→ **TASK**
Only the lines from the one containing "surface in the photo above." through the final line of the material below should be output, exactly as they stand.
start STORED DATA
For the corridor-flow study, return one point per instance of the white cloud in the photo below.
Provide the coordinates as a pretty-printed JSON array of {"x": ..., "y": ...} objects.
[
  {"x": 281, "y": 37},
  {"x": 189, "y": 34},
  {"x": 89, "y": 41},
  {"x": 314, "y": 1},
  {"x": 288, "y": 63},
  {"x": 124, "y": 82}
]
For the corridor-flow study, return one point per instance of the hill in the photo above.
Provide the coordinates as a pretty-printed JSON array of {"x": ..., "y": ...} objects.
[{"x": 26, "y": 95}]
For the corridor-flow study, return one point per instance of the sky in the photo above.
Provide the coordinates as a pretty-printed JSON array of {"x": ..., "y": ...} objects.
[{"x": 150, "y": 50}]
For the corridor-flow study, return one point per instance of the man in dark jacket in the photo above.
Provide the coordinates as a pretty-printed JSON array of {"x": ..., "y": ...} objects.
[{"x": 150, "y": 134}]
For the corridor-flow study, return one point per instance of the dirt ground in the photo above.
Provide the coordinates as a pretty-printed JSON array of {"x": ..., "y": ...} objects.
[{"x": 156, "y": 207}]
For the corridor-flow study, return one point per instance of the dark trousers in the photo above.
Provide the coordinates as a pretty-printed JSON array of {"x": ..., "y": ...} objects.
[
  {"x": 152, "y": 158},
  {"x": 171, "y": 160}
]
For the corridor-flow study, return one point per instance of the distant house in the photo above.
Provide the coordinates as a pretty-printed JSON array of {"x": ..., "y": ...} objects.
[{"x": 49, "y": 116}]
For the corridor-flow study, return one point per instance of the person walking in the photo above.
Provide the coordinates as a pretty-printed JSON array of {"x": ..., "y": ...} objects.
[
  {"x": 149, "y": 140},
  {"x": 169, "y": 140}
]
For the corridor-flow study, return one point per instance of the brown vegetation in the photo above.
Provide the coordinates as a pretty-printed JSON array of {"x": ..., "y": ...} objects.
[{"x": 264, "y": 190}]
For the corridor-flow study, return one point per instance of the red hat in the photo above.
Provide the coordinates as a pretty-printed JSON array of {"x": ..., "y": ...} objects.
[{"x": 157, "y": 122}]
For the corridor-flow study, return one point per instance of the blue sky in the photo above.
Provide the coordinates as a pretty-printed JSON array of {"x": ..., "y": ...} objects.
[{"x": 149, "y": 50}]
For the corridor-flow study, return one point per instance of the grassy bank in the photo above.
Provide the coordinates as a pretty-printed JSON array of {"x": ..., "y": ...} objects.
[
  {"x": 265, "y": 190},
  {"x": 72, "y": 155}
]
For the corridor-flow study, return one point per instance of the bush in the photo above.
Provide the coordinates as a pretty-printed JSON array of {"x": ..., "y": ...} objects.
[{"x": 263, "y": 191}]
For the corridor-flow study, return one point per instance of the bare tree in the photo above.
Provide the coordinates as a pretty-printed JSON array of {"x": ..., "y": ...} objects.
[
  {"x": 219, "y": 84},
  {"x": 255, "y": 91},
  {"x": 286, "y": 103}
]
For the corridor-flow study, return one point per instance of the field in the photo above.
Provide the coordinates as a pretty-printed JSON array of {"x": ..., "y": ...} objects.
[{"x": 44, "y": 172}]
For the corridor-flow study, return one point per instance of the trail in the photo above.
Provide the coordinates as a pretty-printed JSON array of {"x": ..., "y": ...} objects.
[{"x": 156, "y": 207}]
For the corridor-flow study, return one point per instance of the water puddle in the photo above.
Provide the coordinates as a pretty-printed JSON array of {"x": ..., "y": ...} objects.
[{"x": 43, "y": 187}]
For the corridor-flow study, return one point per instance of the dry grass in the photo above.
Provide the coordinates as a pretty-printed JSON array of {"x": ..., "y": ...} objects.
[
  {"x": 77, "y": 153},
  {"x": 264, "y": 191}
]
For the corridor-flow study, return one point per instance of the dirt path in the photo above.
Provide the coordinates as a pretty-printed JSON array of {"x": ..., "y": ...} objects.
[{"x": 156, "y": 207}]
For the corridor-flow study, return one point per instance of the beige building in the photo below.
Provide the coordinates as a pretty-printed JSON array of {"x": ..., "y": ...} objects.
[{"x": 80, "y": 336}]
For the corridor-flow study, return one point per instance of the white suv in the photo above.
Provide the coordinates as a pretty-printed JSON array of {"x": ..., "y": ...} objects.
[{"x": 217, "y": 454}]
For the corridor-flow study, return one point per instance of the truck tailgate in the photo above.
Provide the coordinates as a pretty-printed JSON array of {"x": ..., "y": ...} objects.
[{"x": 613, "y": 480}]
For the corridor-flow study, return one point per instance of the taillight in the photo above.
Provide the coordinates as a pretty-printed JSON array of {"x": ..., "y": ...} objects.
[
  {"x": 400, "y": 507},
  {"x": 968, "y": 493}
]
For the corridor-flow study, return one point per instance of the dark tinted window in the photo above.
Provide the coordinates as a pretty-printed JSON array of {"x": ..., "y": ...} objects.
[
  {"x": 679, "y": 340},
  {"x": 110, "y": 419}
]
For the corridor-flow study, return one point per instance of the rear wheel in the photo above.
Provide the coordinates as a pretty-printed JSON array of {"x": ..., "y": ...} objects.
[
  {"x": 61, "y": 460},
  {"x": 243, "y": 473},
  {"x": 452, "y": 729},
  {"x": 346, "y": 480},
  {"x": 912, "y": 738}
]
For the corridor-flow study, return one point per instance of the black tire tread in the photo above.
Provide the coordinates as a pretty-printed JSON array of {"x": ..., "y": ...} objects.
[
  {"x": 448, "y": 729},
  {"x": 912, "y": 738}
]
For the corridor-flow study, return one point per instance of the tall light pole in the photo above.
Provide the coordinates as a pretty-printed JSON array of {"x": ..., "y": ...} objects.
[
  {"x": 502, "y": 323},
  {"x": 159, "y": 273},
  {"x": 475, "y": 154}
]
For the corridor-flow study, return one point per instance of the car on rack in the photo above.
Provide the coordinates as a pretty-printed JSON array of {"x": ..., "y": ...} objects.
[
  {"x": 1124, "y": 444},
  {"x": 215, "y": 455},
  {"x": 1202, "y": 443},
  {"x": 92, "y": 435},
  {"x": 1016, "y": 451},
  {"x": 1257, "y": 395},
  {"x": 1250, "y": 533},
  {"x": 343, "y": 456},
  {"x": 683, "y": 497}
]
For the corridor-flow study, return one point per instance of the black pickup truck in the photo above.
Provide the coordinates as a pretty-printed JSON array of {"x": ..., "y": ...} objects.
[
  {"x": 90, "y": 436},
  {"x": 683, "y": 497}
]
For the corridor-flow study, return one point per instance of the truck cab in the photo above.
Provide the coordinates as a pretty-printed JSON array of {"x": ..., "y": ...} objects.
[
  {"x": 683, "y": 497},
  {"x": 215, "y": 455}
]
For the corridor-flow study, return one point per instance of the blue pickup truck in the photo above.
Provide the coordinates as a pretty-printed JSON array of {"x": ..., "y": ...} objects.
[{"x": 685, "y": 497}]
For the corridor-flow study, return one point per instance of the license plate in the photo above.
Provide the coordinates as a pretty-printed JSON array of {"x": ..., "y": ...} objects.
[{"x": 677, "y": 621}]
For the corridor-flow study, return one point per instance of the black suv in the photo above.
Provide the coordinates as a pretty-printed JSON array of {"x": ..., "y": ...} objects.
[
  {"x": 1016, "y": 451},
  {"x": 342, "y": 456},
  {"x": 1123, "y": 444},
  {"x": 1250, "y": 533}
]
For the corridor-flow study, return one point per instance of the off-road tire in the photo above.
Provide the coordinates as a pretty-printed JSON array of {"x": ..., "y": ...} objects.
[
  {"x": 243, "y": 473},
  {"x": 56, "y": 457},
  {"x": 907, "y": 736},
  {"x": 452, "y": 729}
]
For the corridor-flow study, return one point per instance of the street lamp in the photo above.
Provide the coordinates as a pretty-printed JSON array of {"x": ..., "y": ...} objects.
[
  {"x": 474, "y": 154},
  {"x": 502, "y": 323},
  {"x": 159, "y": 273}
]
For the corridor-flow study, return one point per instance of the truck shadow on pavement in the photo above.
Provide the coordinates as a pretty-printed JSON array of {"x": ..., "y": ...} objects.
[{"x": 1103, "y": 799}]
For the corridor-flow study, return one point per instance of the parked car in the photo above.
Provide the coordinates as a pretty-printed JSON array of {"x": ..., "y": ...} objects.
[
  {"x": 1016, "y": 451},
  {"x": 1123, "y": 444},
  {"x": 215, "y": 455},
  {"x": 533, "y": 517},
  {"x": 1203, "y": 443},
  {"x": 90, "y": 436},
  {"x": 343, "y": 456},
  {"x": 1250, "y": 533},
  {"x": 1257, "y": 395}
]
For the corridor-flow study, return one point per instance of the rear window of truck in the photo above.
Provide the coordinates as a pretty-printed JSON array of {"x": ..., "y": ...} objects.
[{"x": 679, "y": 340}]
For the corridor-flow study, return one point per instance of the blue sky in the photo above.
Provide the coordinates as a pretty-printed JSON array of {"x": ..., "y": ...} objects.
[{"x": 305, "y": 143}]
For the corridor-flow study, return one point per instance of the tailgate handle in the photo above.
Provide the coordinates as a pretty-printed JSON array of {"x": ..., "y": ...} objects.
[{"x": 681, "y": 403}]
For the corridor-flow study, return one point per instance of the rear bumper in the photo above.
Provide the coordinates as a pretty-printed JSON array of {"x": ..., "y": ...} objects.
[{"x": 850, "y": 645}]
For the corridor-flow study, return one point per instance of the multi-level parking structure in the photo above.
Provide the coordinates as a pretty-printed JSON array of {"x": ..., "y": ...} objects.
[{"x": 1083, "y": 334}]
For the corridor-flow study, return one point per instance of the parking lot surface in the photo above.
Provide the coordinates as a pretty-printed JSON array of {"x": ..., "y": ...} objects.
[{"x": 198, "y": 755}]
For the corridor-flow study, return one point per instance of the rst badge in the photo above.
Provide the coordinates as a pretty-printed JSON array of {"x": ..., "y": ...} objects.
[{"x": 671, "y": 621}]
end STORED DATA
→ **SOLUTION BELOW**
For the corridor-flow study, return one point per instance of the parking lot surface in the photo above.
Provide the coordinates as a pretty-printed JSON array of {"x": ..., "y": ...} objects.
[{"x": 198, "y": 755}]
For the corridor-flow study, return one point per instance of the rst badge in the photo above.
Provide the coordinates as a pretty-printed JSON array of {"x": ..., "y": ...} objects.
[{"x": 671, "y": 621}]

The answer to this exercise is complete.